## Required task
Return the listing below verbatim. Pictures do not belong in the copy.

### Data for processing

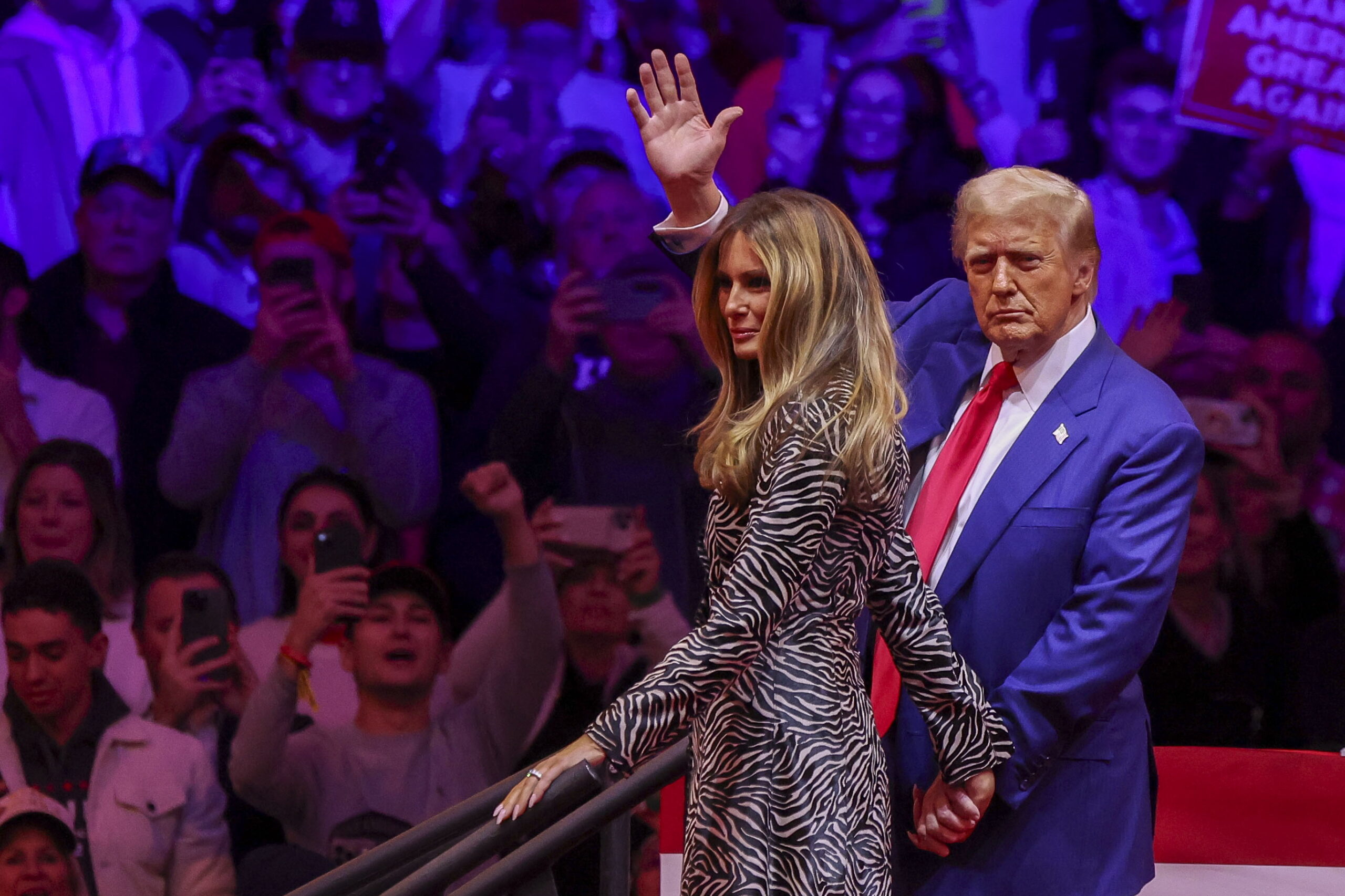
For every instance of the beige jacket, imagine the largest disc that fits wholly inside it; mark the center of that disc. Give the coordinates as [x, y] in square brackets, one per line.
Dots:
[155, 811]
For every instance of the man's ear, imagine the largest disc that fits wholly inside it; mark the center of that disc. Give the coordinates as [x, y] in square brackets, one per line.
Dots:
[1086, 274]
[99, 649]
[14, 302]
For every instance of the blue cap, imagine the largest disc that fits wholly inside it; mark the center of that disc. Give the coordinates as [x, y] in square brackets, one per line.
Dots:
[138, 158]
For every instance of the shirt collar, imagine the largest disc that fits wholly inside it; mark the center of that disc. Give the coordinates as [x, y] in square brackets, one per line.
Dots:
[1040, 377]
[104, 712]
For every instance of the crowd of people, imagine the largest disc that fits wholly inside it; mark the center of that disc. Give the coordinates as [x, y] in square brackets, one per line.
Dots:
[277, 271]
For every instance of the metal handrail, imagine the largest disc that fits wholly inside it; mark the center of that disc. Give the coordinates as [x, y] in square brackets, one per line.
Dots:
[428, 859]
[567, 791]
[539, 853]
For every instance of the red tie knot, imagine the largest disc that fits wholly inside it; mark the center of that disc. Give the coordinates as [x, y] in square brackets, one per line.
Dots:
[1001, 380]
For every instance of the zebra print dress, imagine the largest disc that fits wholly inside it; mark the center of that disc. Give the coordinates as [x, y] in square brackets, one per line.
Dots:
[789, 790]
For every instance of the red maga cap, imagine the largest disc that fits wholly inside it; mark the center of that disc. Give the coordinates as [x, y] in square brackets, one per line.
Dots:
[304, 226]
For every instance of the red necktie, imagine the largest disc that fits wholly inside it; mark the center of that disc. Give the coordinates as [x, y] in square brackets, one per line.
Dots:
[934, 512]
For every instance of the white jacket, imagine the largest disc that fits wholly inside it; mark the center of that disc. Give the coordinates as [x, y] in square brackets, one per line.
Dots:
[155, 811]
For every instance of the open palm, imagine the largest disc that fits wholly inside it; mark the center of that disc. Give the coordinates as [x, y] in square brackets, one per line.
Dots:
[682, 145]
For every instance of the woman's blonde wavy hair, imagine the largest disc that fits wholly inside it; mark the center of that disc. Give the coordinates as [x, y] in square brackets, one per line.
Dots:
[825, 320]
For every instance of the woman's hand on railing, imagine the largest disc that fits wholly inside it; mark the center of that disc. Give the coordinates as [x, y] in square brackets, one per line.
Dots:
[537, 782]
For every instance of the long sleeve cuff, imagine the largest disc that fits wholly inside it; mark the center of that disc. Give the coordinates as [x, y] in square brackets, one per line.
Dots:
[680, 241]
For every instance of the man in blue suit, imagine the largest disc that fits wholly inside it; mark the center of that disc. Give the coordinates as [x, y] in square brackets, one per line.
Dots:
[1053, 549]
[1058, 564]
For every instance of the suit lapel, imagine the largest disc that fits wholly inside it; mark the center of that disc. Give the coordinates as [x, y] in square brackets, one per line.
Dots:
[1032, 459]
[938, 387]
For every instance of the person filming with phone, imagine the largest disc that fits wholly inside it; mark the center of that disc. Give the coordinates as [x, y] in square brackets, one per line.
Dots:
[344, 789]
[603, 416]
[186, 629]
[299, 399]
[148, 806]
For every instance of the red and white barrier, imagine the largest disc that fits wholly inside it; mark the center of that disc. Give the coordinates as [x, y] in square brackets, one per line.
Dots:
[1231, 822]
[1248, 822]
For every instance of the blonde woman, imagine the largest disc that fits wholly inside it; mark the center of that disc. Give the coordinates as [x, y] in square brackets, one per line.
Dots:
[803, 452]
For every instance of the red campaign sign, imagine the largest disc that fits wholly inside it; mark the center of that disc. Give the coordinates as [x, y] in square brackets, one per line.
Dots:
[1248, 65]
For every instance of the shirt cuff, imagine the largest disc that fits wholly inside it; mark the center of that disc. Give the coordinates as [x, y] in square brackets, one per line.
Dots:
[684, 240]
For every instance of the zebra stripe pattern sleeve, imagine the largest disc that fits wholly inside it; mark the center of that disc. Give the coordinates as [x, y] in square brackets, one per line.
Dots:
[798, 495]
[967, 735]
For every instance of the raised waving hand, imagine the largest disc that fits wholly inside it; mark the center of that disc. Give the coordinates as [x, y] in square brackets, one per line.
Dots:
[681, 143]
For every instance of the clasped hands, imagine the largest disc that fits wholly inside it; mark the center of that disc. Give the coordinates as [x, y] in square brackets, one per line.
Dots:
[946, 815]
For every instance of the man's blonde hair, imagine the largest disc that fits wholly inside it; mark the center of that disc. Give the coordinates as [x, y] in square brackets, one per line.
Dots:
[1009, 193]
[826, 320]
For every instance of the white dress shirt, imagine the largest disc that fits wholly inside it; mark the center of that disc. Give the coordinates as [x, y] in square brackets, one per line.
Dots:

######

## Answer to this problem
For every instance of the beige jacket, imagine the largest disc that fits wholly inside it; mark the center of that disc. Give the coordinates as [x, y] in square brackets, one per line.
Dots:
[155, 811]
For every instance of the man's ear, imagine the largest disc that fits wholly inside it; mark the center of that disc. Give the coordinates as [x, y] in square brackets, one per line.
Dots:
[1086, 274]
[99, 649]
[14, 302]
For every instance of the blue cap, imagine the largest disc that fits wholly inside it; mark the center of that disc. Give the coordinates as [x, y] in square brackets, one per line.
Dots:
[138, 158]
For every instance of the shirt collar, imagine the largest disc that fits wholly inside it; mark the center of that disc. Give the coordinates as [x, y] in square brackets, one per line.
Dots:
[1040, 377]
[104, 712]
For every instance of the crowd of people, imagine the largest disc that fits wholly inside it; mark the center of that disc. Give the coordinates as [x, y] in square brackets, one per line.
Dots:
[277, 271]
For every instance of the metal handrail, imagine the largest disc that fits wholly inside it; mark the center of that disc. Give the coordinates as [x, y] in square brackets, one per line.
Dots:
[428, 859]
[567, 791]
[539, 853]
For every instance of the red tie knot, imagine the largest disc that fits wholly inside it; mark the center of that disc. Give the coordinates as [x, y] in square brackets, one per line.
Dots:
[1001, 380]
For every instance of the zebra print dress, imagine the largest disc that fits wholly inside it; mark the center of that disc. Give the coordinates as [x, y] in square brackets, one per line.
Dots:
[789, 790]
For every instance of the red maga cap, imagine the largest disc that fits wholly inside it; mark the center of that disc. Give the coordinates as [x, y] in square brackets, one per line.
Dots:
[304, 226]
For every instance of the red necktie, imagine the largest disc that fits wholly inside it; mark the center of that disc. Give the coordinates as [x, y] in square brackets, one per line.
Dots:
[934, 512]
For every instance of the white jacket, imagine the largest disc that fits wholly inside it; mark the center of that disc. Give the coordinates as [x, y] in square brackets, one per line.
Dots:
[155, 811]
For every instance of the open palm, imagine the largest disc that fits wholly inside it; mark the center of that disc. Give the coordinates as [x, y] in square brackets, one per line.
Dots:
[682, 145]
For every instance of the woman's blonde wavy hair, imagine the largest disc that fits wholly inside it; mark the center of that disc. Give the coordinates as [x, y] in square brackets, one per line.
Dots:
[825, 320]
For every instance of the woman's hand on railing, imagine the largest disc that fits wholly inside it; mark the center of that disc. Give the coordinates as [x, y] in square brackets, one per line.
Dots:
[537, 782]
For every instance of the long sleeve cuff, imagine the largest disc that fits wholly inside it; mark the center of that disc. Give the coordinates as [x, y] in square brackets, one per line.
Dots:
[680, 241]
For every instance of the man in blue suit, imagine the largest disc that fits wholly inside it; mark the center of that disc. Give the coordinates as [x, y] in square brackets, one per line.
Dots:
[1053, 549]
[1058, 564]
For every instance of the suit lapel, imagine the largest disc that fits wholly inside it; mark the center of that disc. Give the coordinates as [x, y] in square brackets, one per line.
Dots:
[1032, 459]
[938, 387]
For every instance of the person filming with phone, imagine the largest disc that fits wholly inside it; mark the center of that disc. Give the coordinates as [x, y] in square brackets, one per line.
Dots:
[344, 789]
[603, 416]
[186, 629]
[299, 399]
[148, 806]
For every instance of the red and white barrier, imagine the largest disc that fits wholly inside it; mark the center of that disc. Give the coordinates as [x, y] in square brackets, one per line.
Dots:
[1231, 822]
[1248, 822]
For every instance of the blonde woman, imagine the largest disc that fits wholly inside it; mark the center of that disc. Give the coordinates as [x, y] in square brackets, one per line.
Dots:
[803, 452]
For every instance of the red campaign sign, imagine the largest disc that fits wholly inside it; mark the center of that disc. Give the coordinates as [x, y] in square brackets, one per line.
Dots:
[1248, 65]
For every instance of the shirt cuff, imagine the largest disc that fits wholly inside it; mark the center of that disc. Give the coordinates as [x, y] in square brackets, one per line.
Dots:
[684, 240]
For every instance of the zebra stripe pattern sleeve, imagine the largest disc that fits wholly inside it; mark the center of that disc. Give the coordinates as [x, y] in square brackets, one per line.
Dots:
[798, 495]
[967, 735]
For every instance of the raised waving hand, imagine the largest disc that fits wholly inside it; mark the center of that disc. Give the coordinates as [x, y] in square brackets, one per line.
Dots:
[681, 143]
For every instance of the clasped hands, imagine the largest disc that fits wholly inside it; mark the center of that disc. Give the coordinates as [x, y] in square brackets, one per line.
Dots:
[946, 815]
For every instance of the man's blonde hair, imagine the largest disc that fits wholly inside it; mark the center of that disc. Give the coordinates as [x, y] in square brackets, one per line.
Dots:
[1009, 193]
[826, 320]
For every instance of the white dress shirt, imagine the largest disc that fits wholly inside it; mark the center of that disc. Give the coordinates as [x, y] in square brackets, one per line.
Dots:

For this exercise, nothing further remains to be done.